Please write the following entries out once more, exactly.

(Provided data Opens)

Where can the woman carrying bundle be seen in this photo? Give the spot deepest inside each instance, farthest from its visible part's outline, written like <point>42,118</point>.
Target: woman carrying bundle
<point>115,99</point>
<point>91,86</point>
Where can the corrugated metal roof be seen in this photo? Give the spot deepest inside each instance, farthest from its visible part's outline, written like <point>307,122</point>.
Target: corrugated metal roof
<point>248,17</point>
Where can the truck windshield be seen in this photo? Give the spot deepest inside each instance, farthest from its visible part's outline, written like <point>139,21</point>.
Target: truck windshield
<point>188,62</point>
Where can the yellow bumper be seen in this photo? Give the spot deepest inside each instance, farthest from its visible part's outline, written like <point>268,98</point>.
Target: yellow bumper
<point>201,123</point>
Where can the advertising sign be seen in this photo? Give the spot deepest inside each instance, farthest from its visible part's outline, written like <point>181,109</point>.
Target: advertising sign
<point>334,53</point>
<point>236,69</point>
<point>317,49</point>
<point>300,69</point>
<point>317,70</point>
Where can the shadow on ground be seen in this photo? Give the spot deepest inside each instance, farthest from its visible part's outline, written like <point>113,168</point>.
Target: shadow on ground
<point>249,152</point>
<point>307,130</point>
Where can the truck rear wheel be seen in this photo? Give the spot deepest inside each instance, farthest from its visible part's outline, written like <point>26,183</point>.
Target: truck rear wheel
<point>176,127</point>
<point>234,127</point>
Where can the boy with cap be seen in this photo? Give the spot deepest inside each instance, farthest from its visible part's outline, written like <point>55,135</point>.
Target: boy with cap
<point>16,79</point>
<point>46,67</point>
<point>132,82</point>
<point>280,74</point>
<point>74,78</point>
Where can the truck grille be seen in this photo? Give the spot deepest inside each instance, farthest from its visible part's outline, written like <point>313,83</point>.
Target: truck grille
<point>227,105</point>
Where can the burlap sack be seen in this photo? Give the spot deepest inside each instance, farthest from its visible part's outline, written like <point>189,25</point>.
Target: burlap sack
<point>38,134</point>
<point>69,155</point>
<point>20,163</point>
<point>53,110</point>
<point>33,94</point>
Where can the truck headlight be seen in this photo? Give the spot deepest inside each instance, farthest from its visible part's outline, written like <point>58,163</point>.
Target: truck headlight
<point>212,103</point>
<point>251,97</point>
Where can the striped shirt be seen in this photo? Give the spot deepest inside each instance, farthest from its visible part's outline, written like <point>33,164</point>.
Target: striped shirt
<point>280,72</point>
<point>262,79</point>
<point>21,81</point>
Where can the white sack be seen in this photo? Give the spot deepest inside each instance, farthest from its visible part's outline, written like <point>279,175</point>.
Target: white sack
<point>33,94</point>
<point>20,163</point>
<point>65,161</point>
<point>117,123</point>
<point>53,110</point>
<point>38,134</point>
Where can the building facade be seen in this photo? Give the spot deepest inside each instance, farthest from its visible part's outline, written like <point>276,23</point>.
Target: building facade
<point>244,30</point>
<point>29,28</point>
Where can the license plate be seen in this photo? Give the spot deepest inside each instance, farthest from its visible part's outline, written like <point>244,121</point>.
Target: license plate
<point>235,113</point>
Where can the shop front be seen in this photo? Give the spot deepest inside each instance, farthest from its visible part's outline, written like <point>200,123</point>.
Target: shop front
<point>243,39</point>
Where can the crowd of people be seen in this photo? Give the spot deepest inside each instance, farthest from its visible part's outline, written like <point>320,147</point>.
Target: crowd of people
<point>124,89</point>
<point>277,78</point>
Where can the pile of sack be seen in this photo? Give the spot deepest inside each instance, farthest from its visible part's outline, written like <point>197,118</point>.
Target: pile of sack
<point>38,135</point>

(Provided data Closes)

**Final answer:**
Where can the woman carrying bundle be seen in this photo? Give the spot deepest inside each instance, farthest from its visible part's outline, written like <point>42,118</point>.
Target: woman carrying bundle
<point>115,99</point>
<point>91,86</point>
Where can the corrugated metal roof be seen in this photo? Give the spot deepest inside each instance, farthest from its visible part's outline, written like <point>307,122</point>.
Target: corrugated metal roof
<point>248,17</point>
Where can the truck windshield be seen in this photo? Give the spot deepest inside each instance, farthest from its visible part's outline, written like <point>139,21</point>.
Target: truck windshield
<point>188,62</point>
Where can the yellow bumper be seen in this photo? Give the spot deepest inside each instance, farthest from its visible part's outline, written like <point>268,98</point>.
Target: yellow bumper
<point>201,123</point>
Where can the advertising sign be seen in this photo? Give the spot deepest inside each instance, farthest from its visible part's outline, written like <point>181,109</point>.
Target: advertising sign
<point>334,53</point>
<point>236,69</point>
<point>317,49</point>
<point>300,69</point>
<point>317,70</point>
Where can the shadow on ground be seen in this photo? Give the spot deepest inside each instance, farthest from its visible part's outline, written like <point>113,168</point>.
Target: shadow on ground
<point>249,152</point>
<point>307,130</point>
Where can the truck rear wheel be seen in this photo? Give the spot deepest inside each instance, farthest from its visible part's outline, written like <point>26,183</point>.
Target: truck rear wheel
<point>176,127</point>
<point>234,127</point>
Where can the boy with cap be seen in this photo? Give the spot deepest inside each instance, farthest from its visible part's outline, written like <point>55,135</point>.
Target: boy with cap
<point>16,79</point>
<point>46,67</point>
<point>132,82</point>
<point>280,74</point>
<point>74,78</point>
Where can the truck grille be seen in this photo? Give the spot deepest inside each instance, farthest from its visible part's outline, written like <point>313,83</point>.
Target: truck grille
<point>227,105</point>
Where can the burlap sack be seen in this photo? Give the spot deepest inside each instance, farthest from its visible part's outline, written like <point>189,25</point>.
Target: burlap sack
<point>38,134</point>
<point>69,155</point>
<point>20,163</point>
<point>53,110</point>
<point>33,94</point>
Where can the truck headlight be seen in this photo? Give the spot deepest inside each instance, farthest from its visible part's outline, written like <point>58,163</point>.
Target: truck headlight
<point>212,103</point>
<point>251,97</point>
Where can the striped shirt be seen in this photo? Give the spot deepest inside each instance, farthest from its visible part's outline, written like <point>33,164</point>.
Target: striped shirt
<point>280,72</point>
<point>262,79</point>
<point>21,81</point>
Where can the white sack be seen in this photo? Give the spot deepest inside each instance, farthest from its visible part's outline, written like <point>279,175</point>.
Target: white sack
<point>33,94</point>
<point>20,163</point>
<point>65,161</point>
<point>117,123</point>
<point>53,110</point>
<point>38,134</point>
Where can the building facade be seen in this photo? Give the spot deepest inside each instance, farthest from its visible part's outline, written like <point>276,23</point>.
Target: building facade
<point>244,30</point>
<point>29,28</point>
Where can the license plate be seen in this photo? Give the spot deepest inside each instance, farthest from its visible part's outline, written like <point>244,121</point>.
Target: license plate
<point>235,113</point>
Where can the shop front be seen in this photo? Give the spot deepest inside each instance, farthest from its visible part's outline, written like <point>200,123</point>.
Target: shop front
<point>243,39</point>
Where can the crowd of people be seen in this photo? Give the spot deepest inside each instance, farthest from its visible part's outline, written like <point>320,147</point>.
Target: crowd of people
<point>124,89</point>
<point>277,78</point>
Where can the pile of sack be seen in this photo? Give the spot deepest inside each instance, farthest from its visible part's outline, written like <point>197,118</point>.
Target: pile of sack
<point>38,135</point>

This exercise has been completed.